TRECHO SELECIONADO ::
:::::

À QUEIMA-ROUPA
Edvandir Felix de Paiva, Presidente da Associação Nacional dos Delegados de Polícia Federal (ADPF)
O ministro Sérgio Moro é o principal interessado na Operação Spoofing. Existe conflito de interesses, uma vez que a PF é subordinada ao Ministério da Justiça?
A investigação tem sempre que se pautar pela isenção. Quando você tem um ministro que é vítima e ainda por cima tem a Polícia Federal na sua pasta, é claro que pode haver um comprometimento da isenção na atuação do ministro, seja real ou na interpretação pública. E diria o mesmo se quem estivesse conduzindo a investigação fosse um delegado que foi alvo da invasão. Não teria as condições objetivas de isenção necessárias. Não estou dizendo que a Polícia Federal está sendo pressionada pelo ministro Sérgio Moro, mas não basta ser, é preciso parecer também.
Numa investigação como essa, é correto, do ponto de vista legal e ético, que o ministro Sérgio Moro seja informado de tudo?
Não pode haver qualquer dúvida sobre o trabalho de uma Polícia Judiciária, como a Polícia Federal. Diligências em andamento e outros dados de uma investigação não podem e não devem ser repassados a ninguém que não aqueles atores que estão participando da investigação, salvo quando autorizada a publicidade pelo Juízo. O sigilo e a confiabilidade de uma investigação são pedras basilares e fundamentais de uma polícia republicana. Por isso, a PF ainda é hoje uma das instituições mais aplaudidas e com confiança da população. Especificamente, caso se entendesse que há necessidade de se informar a autoridades da República que foram hackeadas, para que tomassem providências preventivas contra novas invasões e resguardassem suas intimidades e também os interesses públicos envolvidos inerentes às suas atuações profissionais, alguns, inclusive, de segurança nacional, bastaria uma provocação do delegado, do procurador, até mesmo da AGU, representante legal dos interesses da União, ao juiz da causa, solicitando compartilhamento dessas informações, a ser cumprido pelo próprio Juízo ou pelo delegado responsável pela investigação. Não sabemos se isso ocorreu.

:::::

EXTRATO DE DADOS ::
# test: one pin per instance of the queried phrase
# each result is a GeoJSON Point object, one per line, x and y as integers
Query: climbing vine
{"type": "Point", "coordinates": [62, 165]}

:::::

TAREFAS DO EXERCÍCIO ::
• a. Responda, com base na entrevista sobre a Operação Spoofing:
(i) Quem preside a Associação Nacional dos Delegados de Polícia Federal?
(ii) A que ministério a PF é subordinada?
(iii) Qual órgão é citado como representante legal dos interesses da União?
• b. Prossiga com a entrevista sobre a Operação Spoofing a partir da última frase apresentada.
O material não tem nenhum papel nesta atividade.

RESPOSTAS DADAS ::
• a.
(i) Edvandir Felix de Paiva.
(ii) Ao Ministério da Justiça.
(iii) A AGU.

• b.
Qual é a lição que o país tira desse episódio?
É preciso discutir novamente a questão da necessidade de autonomia da PF. Tem se tornado rotina na mídia essa questão de possíveis interferências em investigações da PF. A Polícia Federal é uma polícia de Estado e não de governo e tem agido assim. Não tenho dúvidas da idoneidade dos delegados da Polícia Federal, seja na Lava-Jato, seja nesta operação Spoofing, ou em tantas outras que estão em andamento. Mas o fato é que a PF continua sujeita de várias formas a interferências. Temos um diretor-geral que pode ser retirado do cargo a qualquer momento, já que não tem mandato. Da mesma forma, o diretor-geral não tem, formalmente, garantia de nomeação de grande parte das chefias da PF, que tem que passar pelo crivo da Casa Civil ou do MJ.
A decisão é política?
Há uma decisão política e isso está errado. Sem falar nos recursos financeiros. Temos que ter condições de definir onde devemos gastar. Hoje, por exemplo, temos 4500 vagas em concurso, isso é um terço do nosso efetivo, mas ficamos dependendo de o Planejamento autorizar. Quantas operações poderíamos fazer se esse quadro estivesse completo? Só em 2018 tivemos quase 5 mil operações, evitando prejuízo de R$ 11 bilhões. Isso é duas vezes o orçamento da Polícia Federal. Todos os ministros da Justiça declararam garantir a autonomia da PF, inclusive o atual. Mas, na prática, continua havendo questionamentos públicos sobre interferências. Não seria o caso de finalmente garantir na Constituição Federal e nas leis essa autonomia, para que não fizesse sentido esse tipo de dúvida? Estariam protegidos o Ministro, a PF e a sociedade.
Como a PF chegou tão rápido a esses hackers?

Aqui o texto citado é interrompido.